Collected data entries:
┄┄┄┄┄┄┄┄┄┄
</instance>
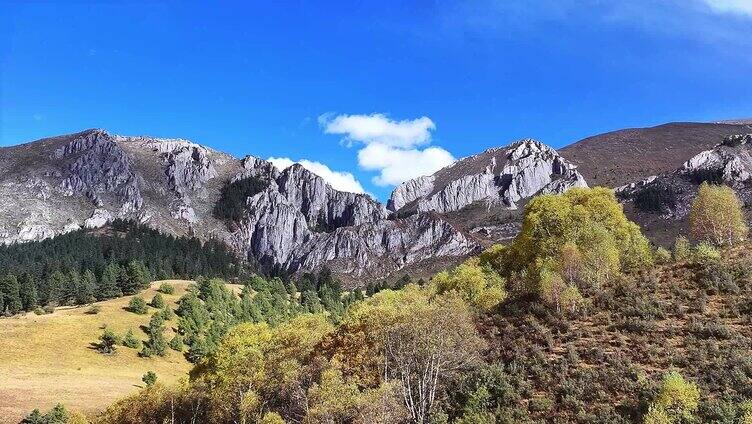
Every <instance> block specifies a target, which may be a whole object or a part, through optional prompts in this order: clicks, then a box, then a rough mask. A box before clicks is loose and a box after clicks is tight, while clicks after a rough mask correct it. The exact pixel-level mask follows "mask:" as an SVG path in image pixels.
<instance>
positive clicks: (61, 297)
mask: <svg viewBox="0 0 752 424" xmlns="http://www.w3.org/2000/svg"><path fill="white" fill-rule="evenodd" d="M80 283H81V274H79V272H78V271H76V270H71V271H70V272H68V273H67V275H66V278H65V281H64V282H63V289H62V294H61V299H62V302H61V303H65V304H69V303H76V293H77V292H78V285H79V284H80Z"/></svg>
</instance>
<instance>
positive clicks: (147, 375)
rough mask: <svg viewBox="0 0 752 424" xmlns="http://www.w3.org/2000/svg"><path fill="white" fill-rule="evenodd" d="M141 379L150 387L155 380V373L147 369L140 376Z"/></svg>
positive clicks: (156, 377)
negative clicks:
┄┄┄┄┄┄┄┄┄┄
* **The task**:
In the data above, each line holding "rough" is to be found and copied.

* **Your response**:
Every <instance> block specifies a target, which may be a whole object or a part, through optional prompts in this order: clicks, then a box, then a rough mask. A box before clicks is loose and a box after clicks is tight, while clicks after a rough mask correct it. The exact pixel-level mask follows "mask:" as an SVG path in image pixels.
rough mask: <svg viewBox="0 0 752 424" xmlns="http://www.w3.org/2000/svg"><path fill="white" fill-rule="evenodd" d="M141 379L150 387L155 380V373L147 369L140 376Z"/></svg>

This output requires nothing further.